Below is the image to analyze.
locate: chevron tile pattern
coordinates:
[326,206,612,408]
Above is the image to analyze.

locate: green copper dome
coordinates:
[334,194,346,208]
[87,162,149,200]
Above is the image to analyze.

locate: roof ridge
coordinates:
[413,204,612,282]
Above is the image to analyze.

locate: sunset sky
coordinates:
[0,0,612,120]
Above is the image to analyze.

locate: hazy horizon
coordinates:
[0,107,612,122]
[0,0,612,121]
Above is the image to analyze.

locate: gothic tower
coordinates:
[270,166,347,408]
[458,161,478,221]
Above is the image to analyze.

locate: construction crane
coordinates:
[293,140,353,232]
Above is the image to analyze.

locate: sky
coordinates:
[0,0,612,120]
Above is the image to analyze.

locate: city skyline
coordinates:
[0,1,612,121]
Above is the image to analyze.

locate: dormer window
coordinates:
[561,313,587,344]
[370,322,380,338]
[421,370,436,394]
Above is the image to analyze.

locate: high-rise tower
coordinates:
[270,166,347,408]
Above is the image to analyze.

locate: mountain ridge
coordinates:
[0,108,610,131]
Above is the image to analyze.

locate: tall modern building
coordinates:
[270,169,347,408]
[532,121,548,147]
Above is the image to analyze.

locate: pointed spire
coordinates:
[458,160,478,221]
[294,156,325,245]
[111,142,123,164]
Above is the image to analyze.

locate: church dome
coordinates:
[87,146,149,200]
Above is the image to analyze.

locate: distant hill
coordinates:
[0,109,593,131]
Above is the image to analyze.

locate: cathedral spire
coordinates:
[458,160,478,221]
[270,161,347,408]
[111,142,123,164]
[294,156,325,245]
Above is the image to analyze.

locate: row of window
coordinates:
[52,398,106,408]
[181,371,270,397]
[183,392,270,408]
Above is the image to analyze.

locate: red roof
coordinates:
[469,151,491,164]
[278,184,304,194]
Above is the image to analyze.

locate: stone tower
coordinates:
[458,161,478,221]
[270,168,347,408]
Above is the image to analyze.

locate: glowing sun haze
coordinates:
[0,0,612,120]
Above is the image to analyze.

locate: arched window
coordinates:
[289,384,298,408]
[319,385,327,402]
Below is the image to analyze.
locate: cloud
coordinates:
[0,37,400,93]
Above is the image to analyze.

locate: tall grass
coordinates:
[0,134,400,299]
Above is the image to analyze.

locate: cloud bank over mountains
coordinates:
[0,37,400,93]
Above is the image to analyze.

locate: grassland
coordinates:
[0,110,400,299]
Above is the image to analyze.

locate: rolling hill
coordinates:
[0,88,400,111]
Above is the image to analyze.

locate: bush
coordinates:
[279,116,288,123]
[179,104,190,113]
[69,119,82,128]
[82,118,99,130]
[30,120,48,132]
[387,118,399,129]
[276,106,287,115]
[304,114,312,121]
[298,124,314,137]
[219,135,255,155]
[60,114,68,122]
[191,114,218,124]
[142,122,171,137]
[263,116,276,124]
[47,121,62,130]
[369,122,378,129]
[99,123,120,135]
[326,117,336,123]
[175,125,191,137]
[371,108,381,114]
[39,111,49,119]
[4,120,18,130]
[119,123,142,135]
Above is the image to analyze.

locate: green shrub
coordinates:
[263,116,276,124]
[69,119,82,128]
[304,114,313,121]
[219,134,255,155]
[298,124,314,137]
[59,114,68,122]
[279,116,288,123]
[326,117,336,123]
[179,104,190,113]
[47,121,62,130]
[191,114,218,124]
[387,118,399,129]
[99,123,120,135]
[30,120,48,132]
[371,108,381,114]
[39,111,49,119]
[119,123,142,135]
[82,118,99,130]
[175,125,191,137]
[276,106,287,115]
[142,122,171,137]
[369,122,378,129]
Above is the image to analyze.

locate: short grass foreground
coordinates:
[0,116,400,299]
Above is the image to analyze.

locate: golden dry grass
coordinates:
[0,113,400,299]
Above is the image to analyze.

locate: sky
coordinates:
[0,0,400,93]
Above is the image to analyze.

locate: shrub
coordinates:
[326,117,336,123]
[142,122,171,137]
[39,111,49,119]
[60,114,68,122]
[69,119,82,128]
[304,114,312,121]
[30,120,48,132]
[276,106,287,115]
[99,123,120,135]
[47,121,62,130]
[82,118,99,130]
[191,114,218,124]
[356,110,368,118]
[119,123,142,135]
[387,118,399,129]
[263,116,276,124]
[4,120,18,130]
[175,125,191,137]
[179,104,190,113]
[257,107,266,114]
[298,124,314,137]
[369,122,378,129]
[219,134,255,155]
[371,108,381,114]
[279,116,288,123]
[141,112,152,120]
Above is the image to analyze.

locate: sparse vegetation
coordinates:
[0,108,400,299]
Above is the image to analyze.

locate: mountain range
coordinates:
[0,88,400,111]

### Problem to work on
Convert every line of the entries above into a JSON list of strings, with one string per line and no blank lines.

### Written response
[
  "Below is the image to analyze.",
  "locate: chevron tile pattern",
  "coordinates:",
  "[326,206,612,408]",
  "Above is the image to analyze.",
  "locate: green copper dome",
  "coordinates:",
  "[334,194,346,208]",
  "[87,162,149,200]",
  "Above is the image to analyze.",
  "locate: roof ridge",
  "coordinates:",
  "[413,204,612,282]",
  "Above is the image to analyze.",
  "locate: sunset sky",
  "coordinates:",
  "[0,0,612,120]",
  "Above is the image to analyze.",
  "locate: hazy horizon",
  "coordinates:",
  "[0,107,612,122]",
  "[0,0,612,121]",
  "Above is the image to analyze.",
  "locate: gothic tower",
  "coordinates:",
  "[270,166,347,408]",
  "[458,161,478,221]",
  "Above is the image to analyze.",
  "locate: construction crane",
  "coordinates:",
  "[293,140,353,232]",
  "Above is the image to analyze.",
  "locate: sky",
  "coordinates:",
  "[0,0,612,120]",
  "Above is the image to analyze.",
  "locate: city skyline",
  "coordinates:",
  "[0,1,612,121]",
  "Above is the image to analyze.",
  "locate: dormer window",
  "coordinates:",
  "[561,313,587,344]",
  "[370,322,380,338]",
  "[421,370,436,394]",
  "Above is the image to analyze.",
  "locate: high-rise tower",
  "coordinates:",
  "[270,166,347,408]",
  "Above is the image to analyze.",
  "locate: mountain ridge",
  "coordinates:",
  "[0,108,610,131]",
  "Above is the image to analyze.",
  "locate: tall modern building",
  "coordinates:",
  "[270,169,347,408]",
  "[532,121,548,147]",
  "Above is the image to analyze.",
  "locate: pointed spire",
  "coordinates:",
  "[458,160,478,221]",
  "[294,156,325,245]",
  "[111,142,123,164]",
  "Above is the image to analyze.",
  "locate: church dome",
  "coordinates:",
  "[87,146,149,200]",
  "Above is the image to analyze.",
  "locate: distant hill",
  "coordinates:",
  "[0,109,593,131]",
  "Above is the image to analyze.",
  "locate: cathedral spire",
  "coordinates:",
  "[458,160,478,221]",
  "[270,161,347,408]",
  "[111,142,123,164]",
  "[294,156,325,245]",
  "Above is the image to analyze.",
  "locate: row of window",
  "coordinates:",
  "[52,398,106,408]",
  "[181,371,270,397]",
  "[183,392,270,408]",
  "Above is the image to analyze.",
  "locate: red roof",
  "coordinates:",
  "[469,151,491,164]",
  "[278,184,304,194]",
  "Above is the image to analyze.",
  "locate: stone tower",
  "coordinates:",
  "[458,161,478,221]",
  "[270,168,347,408]",
  "Above is the image to analyze.",
  "locate: glowing sun haze",
  "coordinates:",
  "[0,0,612,120]",
  "Above is the image to analyze.",
  "locate: arched window",
  "coordinates:",
  "[289,384,298,408]",
  "[319,385,327,402]",
  "Below is the image to analyze.",
  "locate: cloud",
  "coordinates:",
  "[0,37,400,93]",
  "Above is the image to analyze.",
  "locate: tall grass",
  "coordinates:",
  "[0,134,400,299]",
  "Above is the image to analyze.",
  "locate: cloud bank over mountains",
  "coordinates:",
  "[0,37,400,93]",
  "Above is the image to analyze.",
  "locate: grassland",
  "coordinates:",
  "[0,110,400,299]",
  "Above is the image to analyze.",
  "locate: rolling hill",
  "coordinates:",
  "[0,88,400,111]",
  "Above is the image to analyze.",
  "locate: bush",
  "coordinates:",
  "[279,116,288,123]",
  "[179,104,190,113]",
  "[69,119,82,128]",
  "[82,118,99,130]",
  "[30,120,48,132]",
  "[387,118,399,129]",
  "[276,106,287,115]",
  "[304,114,312,121]",
  "[298,124,314,137]",
  "[219,135,255,155]",
  "[60,114,68,122]",
  "[191,114,218,124]",
  "[142,122,171,137]",
  "[263,116,276,124]",
  "[47,121,62,130]",
  "[369,122,378,129]",
  "[99,123,120,135]",
  "[326,117,336,123]",
  "[175,125,191,137]",
  "[371,108,381,114]",
  "[39,111,49,119]",
  "[4,120,18,130]",
  "[119,123,142,135]",
  "Above is the image to analyze.",
  "locate: green shrub",
  "coordinates:",
  "[263,116,276,124]",
  "[69,119,82,128]",
  "[304,114,313,121]",
  "[219,134,255,155]",
  "[298,124,314,137]",
  "[59,114,68,122]",
  "[279,116,288,123]",
  "[326,117,336,123]",
  "[179,104,190,113]",
  "[47,121,62,130]",
  "[191,114,218,124]",
  "[387,118,399,129]",
  "[99,123,120,135]",
  "[30,120,48,132]",
  "[371,108,381,114]",
  "[39,111,49,119]",
  "[119,123,142,135]",
  "[82,118,99,130]",
  "[175,125,191,137]",
  "[276,106,287,115]",
  "[142,122,171,137]",
  "[369,122,378,129]",
  "Above is the image to analyze.",
  "locate: short grass foreground",
  "coordinates:",
  "[0,116,400,299]",
  "Above is the image to analyze.",
  "locate: golden dry grass",
  "coordinates:",
  "[0,113,400,299]",
  "Above is the image to analyze.",
  "locate: sky",
  "coordinates:",
  "[0,0,400,93]",
  "Above is the image to analyze.",
  "locate: shrub",
  "coordinates:",
  "[326,117,336,123]",
  "[142,122,171,137]",
  "[39,111,49,119]",
  "[60,114,68,122]",
  "[69,119,82,128]",
  "[304,114,312,121]",
  "[30,120,48,132]",
  "[276,106,287,115]",
  "[99,123,120,135]",
  "[47,121,62,130]",
  "[82,118,99,130]",
  "[191,114,218,124]",
  "[356,110,368,118]",
  "[119,123,142,135]",
  "[387,118,399,129]",
  "[263,116,276,124]",
  "[4,120,18,130]",
  "[175,125,191,137]",
  "[179,104,190,113]",
  "[257,107,266,114]",
  "[298,124,314,137]",
  "[369,122,378,129]",
  "[219,134,255,155]",
  "[371,108,381,114]",
  "[279,116,288,123]",
  "[141,112,152,120]",
  "Above is the image to analyze.",
  "locate: sparse vegetation",
  "coordinates:",
  "[0,108,400,299]",
  "Above is the image to analyze.",
  "locate: mountain range",
  "coordinates:",
  "[0,88,400,111]"
]